What this task involves
In the items below, change every "mask" to "outline" and write out all the lines again with nothing else altered, leaving out the pictures.

:::::

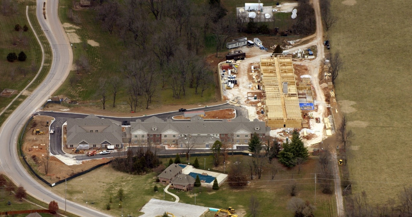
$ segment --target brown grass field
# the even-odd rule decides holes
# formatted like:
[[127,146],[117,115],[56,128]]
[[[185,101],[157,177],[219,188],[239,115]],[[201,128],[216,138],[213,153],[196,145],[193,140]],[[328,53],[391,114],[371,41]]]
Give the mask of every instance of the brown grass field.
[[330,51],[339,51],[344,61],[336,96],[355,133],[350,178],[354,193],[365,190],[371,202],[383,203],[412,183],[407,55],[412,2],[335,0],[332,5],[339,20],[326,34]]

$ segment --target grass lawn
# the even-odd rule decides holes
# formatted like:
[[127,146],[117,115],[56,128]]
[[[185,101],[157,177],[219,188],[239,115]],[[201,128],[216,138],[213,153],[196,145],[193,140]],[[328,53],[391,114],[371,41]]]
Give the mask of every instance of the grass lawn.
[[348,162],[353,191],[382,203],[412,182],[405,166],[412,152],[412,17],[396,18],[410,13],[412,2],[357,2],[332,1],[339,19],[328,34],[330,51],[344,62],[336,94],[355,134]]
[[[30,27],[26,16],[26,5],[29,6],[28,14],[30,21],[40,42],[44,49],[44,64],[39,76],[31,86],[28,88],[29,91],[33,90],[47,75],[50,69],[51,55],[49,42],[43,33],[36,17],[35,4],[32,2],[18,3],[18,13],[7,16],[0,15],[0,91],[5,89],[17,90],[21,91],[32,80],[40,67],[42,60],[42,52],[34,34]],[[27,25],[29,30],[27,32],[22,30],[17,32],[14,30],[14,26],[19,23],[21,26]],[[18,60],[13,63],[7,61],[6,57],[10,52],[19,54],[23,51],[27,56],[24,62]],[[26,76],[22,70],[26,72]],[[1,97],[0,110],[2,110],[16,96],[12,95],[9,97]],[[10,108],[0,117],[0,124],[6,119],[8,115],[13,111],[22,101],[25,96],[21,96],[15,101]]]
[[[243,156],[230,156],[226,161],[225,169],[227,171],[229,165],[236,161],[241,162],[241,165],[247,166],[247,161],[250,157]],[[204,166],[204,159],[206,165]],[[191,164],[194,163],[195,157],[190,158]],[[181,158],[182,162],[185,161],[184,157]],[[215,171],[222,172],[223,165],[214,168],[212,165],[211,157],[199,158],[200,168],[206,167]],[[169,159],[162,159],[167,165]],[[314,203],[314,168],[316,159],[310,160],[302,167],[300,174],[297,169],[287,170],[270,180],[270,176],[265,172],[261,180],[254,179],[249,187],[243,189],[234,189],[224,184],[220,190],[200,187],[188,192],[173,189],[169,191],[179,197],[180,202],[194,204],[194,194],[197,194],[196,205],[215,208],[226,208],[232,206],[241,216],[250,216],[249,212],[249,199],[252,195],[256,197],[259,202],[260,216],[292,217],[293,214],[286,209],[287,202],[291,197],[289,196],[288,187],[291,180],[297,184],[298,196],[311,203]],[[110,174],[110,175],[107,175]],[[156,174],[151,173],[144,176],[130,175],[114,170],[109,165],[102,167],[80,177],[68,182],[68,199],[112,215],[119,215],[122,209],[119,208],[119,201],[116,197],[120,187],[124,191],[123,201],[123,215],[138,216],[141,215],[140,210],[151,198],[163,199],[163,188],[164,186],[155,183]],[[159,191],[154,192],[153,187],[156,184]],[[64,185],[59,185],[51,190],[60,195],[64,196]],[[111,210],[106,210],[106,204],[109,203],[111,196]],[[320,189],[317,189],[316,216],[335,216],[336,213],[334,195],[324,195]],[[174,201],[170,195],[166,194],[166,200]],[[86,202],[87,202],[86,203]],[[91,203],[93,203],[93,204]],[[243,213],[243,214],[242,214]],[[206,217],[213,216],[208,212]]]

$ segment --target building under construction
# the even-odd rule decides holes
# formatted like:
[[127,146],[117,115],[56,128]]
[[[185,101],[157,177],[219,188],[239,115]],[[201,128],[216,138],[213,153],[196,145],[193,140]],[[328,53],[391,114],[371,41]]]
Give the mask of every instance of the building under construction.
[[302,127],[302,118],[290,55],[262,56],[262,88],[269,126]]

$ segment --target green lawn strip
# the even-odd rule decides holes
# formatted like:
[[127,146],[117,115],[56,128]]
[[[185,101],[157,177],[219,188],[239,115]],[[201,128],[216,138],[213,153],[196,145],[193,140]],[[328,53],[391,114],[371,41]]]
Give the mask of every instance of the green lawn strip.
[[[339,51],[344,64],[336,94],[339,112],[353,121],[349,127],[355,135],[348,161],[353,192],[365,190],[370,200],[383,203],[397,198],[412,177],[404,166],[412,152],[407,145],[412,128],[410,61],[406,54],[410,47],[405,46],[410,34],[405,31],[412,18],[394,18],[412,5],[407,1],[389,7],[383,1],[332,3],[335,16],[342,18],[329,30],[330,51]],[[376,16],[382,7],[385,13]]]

:::::

Answer
$ segment --target brown grass field
# the even-odd rule decides holes
# formatted like:
[[127,146],[117,115],[56,128]]
[[[185,101],[157,177],[219,188],[239,115]],[[201,128],[216,138],[213,153],[196,145],[193,140]],[[328,53],[391,114],[371,41]]]
Give the outline of every instance of the brown grass field.
[[330,51],[339,51],[344,61],[336,96],[355,133],[350,178],[354,193],[365,190],[371,202],[383,203],[412,183],[407,55],[412,2],[335,0],[332,5],[339,20],[326,34]]

$ segment --target grass lawn
# the even-odd rule decides holes
# formatted like:
[[127,146],[117,115],[56,128]]
[[[185,101],[157,177],[219,188],[239,115]],[[201,128],[216,138],[213,153],[196,145],[193,140]],[[328,53],[391,114],[371,41]]]
Give the outline of every instance of the grass lawn.
[[348,162],[353,191],[382,203],[412,182],[405,166],[412,152],[412,17],[396,18],[410,13],[412,2],[357,2],[332,1],[339,19],[328,34],[330,51],[344,62],[336,94],[355,134]]
[[[30,27],[26,16],[26,5],[29,6],[28,14],[30,21],[40,42],[44,49],[44,64],[39,76],[31,86],[28,88],[29,91],[33,90],[47,75],[50,69],[51,55],[49,42],[43,33],[36,17],[35,4],[32,2],[18,3],[18,13],[7,16],[0,15],[0,91],[5,89],[17,90],[21,91],[32,80],[40,67],[42,60],[42,52],[34,34]],[[27,25],[29,30],[27,32],[22,30],[17,32],[14,30],[14,26],[19,23],[21,26]],[[18,60],[13,63],[7,61],[6,57],[10,52],[19,54],[23,51],[27,56],[24,62]],[[26,76],[22,70],[26,72]],[[1,97],[0,110],[2,110],[16,96],[12,95],[9,97]],[[10,108],[0,117],[0,124],[6,119],[8,115],[13,111],[22,101],[25,96],[21,96],[15,101]]]
[[[243,156],[230,156],[226,161],[225,169],[227,171],[229,165],[236,161],[241,162],[241,165],[247,166],[247,161],[250,157]],[[204,166],[204,159],[206,165]],[[191,164],[194,163],[195,157],[190,158]],[[181,158],[182,162],[185,161],[184,157]],[[215,171],[222,172],[223,165],[214,168],[212,165],[211,157],[199,158],[200,168],[206,167]],[[169,159],[162,159],[167,165]],[[314,203],[314,168],[316,159],[310,160],[302,167],[300,174],[297,169],[287,170],[270,180],[270,176],[265,172],[261,180],[254,179],[249,187],[243,189],[234,189],[224,184],[220,190],[200,187],[188,192],[173,189],[169,191],[179,197],[180,202],[194,204],[194,194],[197,194],[196,205],[215,208],[226,208],[232,206],[241,216],[250,216],[249,212],[249,199],[252,195],[256,197],[259,202],[260,216],[292,217],[293,214],[286,209],[287,202],[291,197],[289,196],[288,187],[291,180],[297,184],[298,196],[311,203]],[[110,174],[110,175],[107,175]],[[156,174],[151,173],[144,176],[130,175],[114,170],[109,165],[102,167],[80,177],[68,182],[68,199],[112,215],[119,215],[122,209],[119,208],[119,201],[116,197],[120,187],[124,191],[123,201],[123,215],[138,216],[141,215],[140,210],[151,198],[163,199],[163,188],[164,186],[155,183]],[[159,191],[154,192],[153,187],[156,184]],[[64,185],[59,185],[51,190],[60,195],[64,196]],[[111,210],[106,210],[106,204],[109,203],[111,196]],[[320,189],[317,189],[316,216],[335,216],[336,213],[334,195],[324,195]],[[174,201],[170,195],[166,194],[166,200]],[[86,202],[87,202],[86,203]],[[91,203],[93,203],[93,204]],[[243,213],[243,214],[242,214]],[[206,217],[213,216],[208,212]]]

$ segment --target building under construction
# the even-odd rule decides holes
# formatted like:
[[127,146],[117,115],[56,128]]
[[[185,101],[157,177],[219,188],[239,115]],[[201,128],[216,138],[213,153],[196,145],[193,140]],[[328,53],[391,114],[371,41]]]
Give the outline of every instance of the building under construction.
[[302,127],[302,118],[290,55],[262,56],[262,88],[269,126]]

$ segment --target green lawn strip
# the even-odd rule decides holes
# formatted like:
[[127,146],[117,115],[56,128]]
[[[185,101],[157,177],[219,188],[239,115]],[[201,128],[216,138],[213,153],[196,145],[193,140]],[[328,53],[391,114],[371,41]]]
Give the outline of every instance of the green lawn strip.
[[[339,51],[344,64],[336,94],[339,112],[353,121],[349,127],[355,135],[348,161],[353,192],[365,190],[370,200],[383,203],[397,198],[412,177],[404,166],[412,152],[407,145],[412,128],[410,61],[406,54],[410,47],[405,46],[410,34],[405,31],[412,18],[394,18],[412,5],[407,1],[389,7],[383,1],[332,3],[335,16],[342,18],[329,30],[330,51]],[[376,16],[382,7],[385,13]]]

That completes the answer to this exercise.